▶ Material for this task
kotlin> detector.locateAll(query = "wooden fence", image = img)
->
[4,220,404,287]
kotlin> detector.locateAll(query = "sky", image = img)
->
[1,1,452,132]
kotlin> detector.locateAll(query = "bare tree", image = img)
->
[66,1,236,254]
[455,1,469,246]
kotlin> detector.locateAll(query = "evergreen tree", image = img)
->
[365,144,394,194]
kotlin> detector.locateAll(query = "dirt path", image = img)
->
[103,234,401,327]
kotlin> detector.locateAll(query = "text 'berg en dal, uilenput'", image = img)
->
--
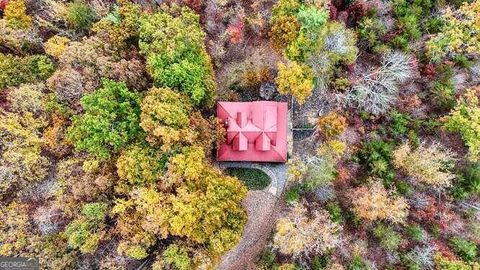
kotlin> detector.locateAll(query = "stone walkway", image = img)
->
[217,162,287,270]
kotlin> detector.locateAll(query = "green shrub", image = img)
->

▶ Aim of the task
Please pull out every line above that contains the string "kotlin", matching case exactly, and copy each one in full.

▶ Expected answer
kotlin> detector.locateAll(query = "wooden fence", image = img)
kotlin> detector.locateAll(query = "sky", image = img)
kotlin> detector.locateAll(query = "bare tree", image = img)
kotlin> detector.locateAll(query = "evergreen tree", image = img)
kotlin> detector.locateAll(query = "dirt path", image = img)
kotlin> detector.locateAll(query = "text 'berg en dal, uilenput'", image = img)
kotlin> detector.locateAll(query = "stone walkway", image = img)
kotlin> detector.locateAll(query = "green shrub", image = img)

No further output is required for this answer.